● WHAT IS EXPECTED
Edit the lines from the one with "Task: indicate the green metal" up to and including the one with "Query: green metal wall" so that "metal" becomes "steel", and keep everything else unchanged.

-- BEGIN RAW DATA --

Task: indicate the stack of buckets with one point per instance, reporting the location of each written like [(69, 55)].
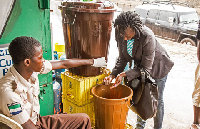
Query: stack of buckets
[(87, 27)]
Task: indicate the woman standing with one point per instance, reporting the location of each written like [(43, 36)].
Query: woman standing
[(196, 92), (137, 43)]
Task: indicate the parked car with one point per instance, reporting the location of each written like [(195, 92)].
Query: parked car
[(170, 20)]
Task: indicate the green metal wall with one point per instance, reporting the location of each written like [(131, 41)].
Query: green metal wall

-- END RAW DATA --
-- BEGIN RAW DATA --

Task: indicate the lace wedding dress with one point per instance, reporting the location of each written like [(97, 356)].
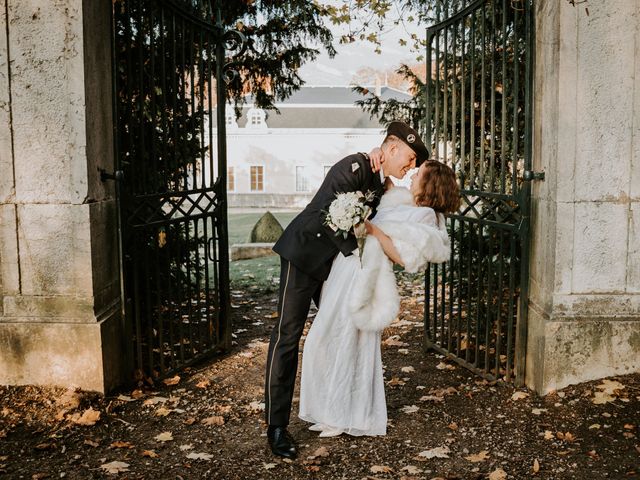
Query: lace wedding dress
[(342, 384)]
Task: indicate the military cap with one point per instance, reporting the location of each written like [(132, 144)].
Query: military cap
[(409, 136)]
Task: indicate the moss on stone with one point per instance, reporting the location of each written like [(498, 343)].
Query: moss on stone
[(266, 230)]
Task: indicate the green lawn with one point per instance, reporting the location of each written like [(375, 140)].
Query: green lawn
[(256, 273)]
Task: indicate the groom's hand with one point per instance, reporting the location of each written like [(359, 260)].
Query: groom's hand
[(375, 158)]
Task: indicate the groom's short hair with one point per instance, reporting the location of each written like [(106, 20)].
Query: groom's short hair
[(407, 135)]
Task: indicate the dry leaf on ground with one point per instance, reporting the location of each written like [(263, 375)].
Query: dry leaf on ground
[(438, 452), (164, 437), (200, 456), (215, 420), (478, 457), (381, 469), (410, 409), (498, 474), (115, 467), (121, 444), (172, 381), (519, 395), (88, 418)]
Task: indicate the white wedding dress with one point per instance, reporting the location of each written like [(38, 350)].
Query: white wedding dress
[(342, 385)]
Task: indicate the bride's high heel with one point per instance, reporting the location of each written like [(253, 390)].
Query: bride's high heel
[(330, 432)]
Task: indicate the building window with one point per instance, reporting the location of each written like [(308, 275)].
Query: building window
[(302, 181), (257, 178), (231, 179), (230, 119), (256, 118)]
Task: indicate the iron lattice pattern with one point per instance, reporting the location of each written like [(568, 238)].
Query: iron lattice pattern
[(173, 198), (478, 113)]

-- END RAW DATA --
-- BEGIN RAW DATA --

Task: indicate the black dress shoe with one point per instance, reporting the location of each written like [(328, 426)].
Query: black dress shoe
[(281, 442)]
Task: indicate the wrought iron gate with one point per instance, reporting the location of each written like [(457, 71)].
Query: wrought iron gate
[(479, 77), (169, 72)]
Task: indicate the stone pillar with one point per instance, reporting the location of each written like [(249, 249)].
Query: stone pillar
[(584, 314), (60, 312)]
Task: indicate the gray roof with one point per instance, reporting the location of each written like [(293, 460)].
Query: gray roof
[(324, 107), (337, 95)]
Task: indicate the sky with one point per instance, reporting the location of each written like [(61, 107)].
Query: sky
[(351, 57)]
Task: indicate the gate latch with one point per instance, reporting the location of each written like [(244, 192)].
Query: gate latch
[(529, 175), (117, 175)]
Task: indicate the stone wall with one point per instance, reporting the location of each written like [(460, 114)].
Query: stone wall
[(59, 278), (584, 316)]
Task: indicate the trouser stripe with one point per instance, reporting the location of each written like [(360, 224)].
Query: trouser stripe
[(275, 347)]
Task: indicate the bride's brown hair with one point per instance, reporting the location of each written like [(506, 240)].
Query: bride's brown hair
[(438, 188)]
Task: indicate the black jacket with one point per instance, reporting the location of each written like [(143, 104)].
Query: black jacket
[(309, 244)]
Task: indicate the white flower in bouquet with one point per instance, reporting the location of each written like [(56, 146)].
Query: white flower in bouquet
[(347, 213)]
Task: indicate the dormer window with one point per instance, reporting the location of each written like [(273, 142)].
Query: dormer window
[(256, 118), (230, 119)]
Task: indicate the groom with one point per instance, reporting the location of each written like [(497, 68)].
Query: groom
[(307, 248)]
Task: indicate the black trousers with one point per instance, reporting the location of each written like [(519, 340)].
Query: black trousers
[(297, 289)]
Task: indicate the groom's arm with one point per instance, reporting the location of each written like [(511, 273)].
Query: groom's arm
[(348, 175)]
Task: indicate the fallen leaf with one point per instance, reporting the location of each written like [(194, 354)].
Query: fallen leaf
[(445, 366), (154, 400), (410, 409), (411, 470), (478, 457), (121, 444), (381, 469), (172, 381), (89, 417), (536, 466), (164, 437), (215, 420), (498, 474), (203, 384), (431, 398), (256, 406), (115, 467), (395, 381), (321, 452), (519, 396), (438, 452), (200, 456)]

-- END RAW DATA --

● RESULT FOR THIS TASK
Task: indicate the green steel wall with one point per instance, reporting the location of each written like [(131, 41)].
Query: green steel wall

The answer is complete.